═══ Supplied material ═══

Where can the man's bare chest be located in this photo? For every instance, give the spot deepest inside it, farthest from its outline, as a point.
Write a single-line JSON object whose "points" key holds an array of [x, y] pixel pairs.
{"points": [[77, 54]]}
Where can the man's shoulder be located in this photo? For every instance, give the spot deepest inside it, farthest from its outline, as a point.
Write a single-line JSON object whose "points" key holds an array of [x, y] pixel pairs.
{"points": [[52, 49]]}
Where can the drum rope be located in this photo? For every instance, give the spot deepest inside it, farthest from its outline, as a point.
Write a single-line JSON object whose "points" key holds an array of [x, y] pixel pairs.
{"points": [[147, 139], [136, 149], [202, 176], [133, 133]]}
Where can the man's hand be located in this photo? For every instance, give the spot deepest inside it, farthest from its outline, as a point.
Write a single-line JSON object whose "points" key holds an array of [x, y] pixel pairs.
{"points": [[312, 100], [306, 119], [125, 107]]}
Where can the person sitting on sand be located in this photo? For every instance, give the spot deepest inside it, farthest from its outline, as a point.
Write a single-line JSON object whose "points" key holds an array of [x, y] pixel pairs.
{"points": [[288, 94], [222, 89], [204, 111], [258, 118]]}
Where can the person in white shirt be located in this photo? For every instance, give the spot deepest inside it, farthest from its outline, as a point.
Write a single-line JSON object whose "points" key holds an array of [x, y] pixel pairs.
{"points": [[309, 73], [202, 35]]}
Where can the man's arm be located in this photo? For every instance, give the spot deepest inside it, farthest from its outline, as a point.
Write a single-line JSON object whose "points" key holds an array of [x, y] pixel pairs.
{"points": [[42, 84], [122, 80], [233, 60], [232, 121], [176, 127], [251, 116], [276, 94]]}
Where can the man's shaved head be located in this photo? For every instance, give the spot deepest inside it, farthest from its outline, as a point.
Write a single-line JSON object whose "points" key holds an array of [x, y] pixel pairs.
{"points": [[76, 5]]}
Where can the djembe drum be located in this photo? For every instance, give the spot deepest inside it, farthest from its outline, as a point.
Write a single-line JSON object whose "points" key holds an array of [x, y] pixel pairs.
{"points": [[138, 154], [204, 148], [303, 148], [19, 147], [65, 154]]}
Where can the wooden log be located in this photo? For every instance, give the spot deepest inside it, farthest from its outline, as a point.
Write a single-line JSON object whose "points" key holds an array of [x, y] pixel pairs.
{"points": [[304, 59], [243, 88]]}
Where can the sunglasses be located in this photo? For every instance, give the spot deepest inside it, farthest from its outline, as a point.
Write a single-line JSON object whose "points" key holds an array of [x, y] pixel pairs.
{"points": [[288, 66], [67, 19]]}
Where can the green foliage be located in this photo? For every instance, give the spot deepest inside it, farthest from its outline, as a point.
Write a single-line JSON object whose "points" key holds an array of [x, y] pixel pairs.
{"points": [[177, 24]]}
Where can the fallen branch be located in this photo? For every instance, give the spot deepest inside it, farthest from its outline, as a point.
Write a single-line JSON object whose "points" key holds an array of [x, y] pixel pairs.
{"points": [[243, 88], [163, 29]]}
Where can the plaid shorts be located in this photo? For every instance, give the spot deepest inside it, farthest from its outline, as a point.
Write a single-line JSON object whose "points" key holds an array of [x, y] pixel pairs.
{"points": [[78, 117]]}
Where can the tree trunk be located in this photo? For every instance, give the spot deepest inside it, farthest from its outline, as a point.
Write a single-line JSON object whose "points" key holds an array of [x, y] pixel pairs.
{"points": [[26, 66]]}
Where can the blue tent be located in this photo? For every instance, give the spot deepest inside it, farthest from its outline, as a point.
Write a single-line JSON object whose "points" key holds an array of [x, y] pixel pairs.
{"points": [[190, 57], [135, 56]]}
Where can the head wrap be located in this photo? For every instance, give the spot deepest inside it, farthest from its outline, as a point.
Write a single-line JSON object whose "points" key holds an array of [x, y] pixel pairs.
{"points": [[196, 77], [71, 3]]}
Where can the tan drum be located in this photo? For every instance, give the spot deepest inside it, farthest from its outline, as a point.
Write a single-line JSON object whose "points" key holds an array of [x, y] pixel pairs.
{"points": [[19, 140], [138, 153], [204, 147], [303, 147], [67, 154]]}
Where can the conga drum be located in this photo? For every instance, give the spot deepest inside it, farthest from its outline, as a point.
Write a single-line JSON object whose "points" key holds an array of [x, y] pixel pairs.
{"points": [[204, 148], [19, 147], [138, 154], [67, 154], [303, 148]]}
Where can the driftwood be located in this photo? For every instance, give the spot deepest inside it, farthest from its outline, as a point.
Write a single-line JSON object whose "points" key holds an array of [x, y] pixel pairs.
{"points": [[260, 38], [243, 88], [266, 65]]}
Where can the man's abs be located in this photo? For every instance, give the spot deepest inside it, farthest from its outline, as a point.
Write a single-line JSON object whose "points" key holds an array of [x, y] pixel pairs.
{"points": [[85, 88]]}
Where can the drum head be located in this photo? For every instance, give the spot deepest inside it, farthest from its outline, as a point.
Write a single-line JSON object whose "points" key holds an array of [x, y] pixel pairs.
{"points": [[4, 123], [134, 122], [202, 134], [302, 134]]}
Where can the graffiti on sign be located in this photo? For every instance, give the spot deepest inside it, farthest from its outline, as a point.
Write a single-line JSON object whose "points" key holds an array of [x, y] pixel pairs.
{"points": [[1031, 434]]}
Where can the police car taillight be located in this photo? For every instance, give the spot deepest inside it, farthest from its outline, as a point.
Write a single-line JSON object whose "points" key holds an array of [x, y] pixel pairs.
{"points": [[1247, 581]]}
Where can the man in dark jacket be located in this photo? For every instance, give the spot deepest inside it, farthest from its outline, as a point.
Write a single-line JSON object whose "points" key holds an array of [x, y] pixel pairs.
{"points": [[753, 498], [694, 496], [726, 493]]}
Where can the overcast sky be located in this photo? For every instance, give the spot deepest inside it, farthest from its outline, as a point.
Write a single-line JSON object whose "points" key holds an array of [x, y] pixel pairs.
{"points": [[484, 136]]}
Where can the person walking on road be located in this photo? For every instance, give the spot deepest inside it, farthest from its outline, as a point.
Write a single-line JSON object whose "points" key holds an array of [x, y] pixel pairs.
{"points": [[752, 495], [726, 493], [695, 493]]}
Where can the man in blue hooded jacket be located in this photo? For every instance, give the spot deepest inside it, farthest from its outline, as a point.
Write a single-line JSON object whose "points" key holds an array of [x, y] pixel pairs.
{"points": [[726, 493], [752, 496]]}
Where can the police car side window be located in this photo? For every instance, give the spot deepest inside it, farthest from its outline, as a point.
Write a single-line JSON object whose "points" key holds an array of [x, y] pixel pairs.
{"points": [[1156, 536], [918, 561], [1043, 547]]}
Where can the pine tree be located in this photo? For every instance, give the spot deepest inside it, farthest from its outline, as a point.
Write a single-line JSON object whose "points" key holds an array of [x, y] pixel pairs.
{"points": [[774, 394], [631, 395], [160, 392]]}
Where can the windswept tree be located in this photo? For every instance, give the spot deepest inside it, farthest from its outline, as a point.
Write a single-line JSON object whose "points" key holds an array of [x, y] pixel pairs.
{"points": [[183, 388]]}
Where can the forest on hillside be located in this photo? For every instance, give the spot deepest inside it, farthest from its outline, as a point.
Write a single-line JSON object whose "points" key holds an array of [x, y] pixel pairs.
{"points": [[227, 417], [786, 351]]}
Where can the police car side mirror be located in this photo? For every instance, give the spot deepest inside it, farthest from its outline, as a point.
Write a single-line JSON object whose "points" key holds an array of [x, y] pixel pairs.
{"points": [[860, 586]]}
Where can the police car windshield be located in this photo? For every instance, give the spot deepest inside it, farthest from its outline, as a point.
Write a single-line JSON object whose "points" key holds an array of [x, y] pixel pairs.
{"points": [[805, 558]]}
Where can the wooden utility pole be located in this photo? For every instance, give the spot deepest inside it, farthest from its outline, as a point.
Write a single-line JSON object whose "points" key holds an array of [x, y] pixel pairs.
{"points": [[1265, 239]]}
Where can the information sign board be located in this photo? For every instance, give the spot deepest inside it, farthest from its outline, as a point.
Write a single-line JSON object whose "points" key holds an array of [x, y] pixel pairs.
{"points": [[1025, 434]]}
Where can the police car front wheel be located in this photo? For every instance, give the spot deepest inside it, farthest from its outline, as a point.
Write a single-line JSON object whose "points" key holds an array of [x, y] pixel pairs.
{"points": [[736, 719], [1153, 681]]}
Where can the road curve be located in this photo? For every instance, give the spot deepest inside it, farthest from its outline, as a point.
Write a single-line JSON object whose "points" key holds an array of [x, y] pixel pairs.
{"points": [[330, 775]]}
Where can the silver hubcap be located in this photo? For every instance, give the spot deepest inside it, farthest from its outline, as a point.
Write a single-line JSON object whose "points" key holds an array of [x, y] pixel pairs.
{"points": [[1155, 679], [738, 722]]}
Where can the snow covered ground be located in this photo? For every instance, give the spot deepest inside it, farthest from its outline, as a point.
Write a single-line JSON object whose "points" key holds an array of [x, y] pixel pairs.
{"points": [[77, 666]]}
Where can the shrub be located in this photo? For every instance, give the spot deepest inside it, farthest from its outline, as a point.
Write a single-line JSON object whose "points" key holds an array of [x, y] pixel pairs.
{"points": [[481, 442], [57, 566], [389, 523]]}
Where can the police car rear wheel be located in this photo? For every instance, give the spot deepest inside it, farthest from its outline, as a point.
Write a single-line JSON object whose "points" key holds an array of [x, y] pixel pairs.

═══

## Work to complete
Please give the lines as a JSON list of strings, one string per line, with blank lines left out. Begin at the line that contains "Where can the shrub" and stop after the last line.

## Solution for this problem
[
  "Where can the shrub be located in this photo? For every instance, give the spot deepest inside it, farthest from its outline, as a point.",
  "Write a single-line JSON object whose \"points\" key holds an array of [x, y] pixel pairs.",
  "{\"points\": [[481, 442], [57, 566], [389, 523]]}",
  "Where can the police car rear wheel be located in this photo? For every instance, give the spot deepest inside it, farthest from its outline, as a point.",
  "Write a single-line JSON object whose \"points\" key holds an array of [x, y] pixel pairs."
]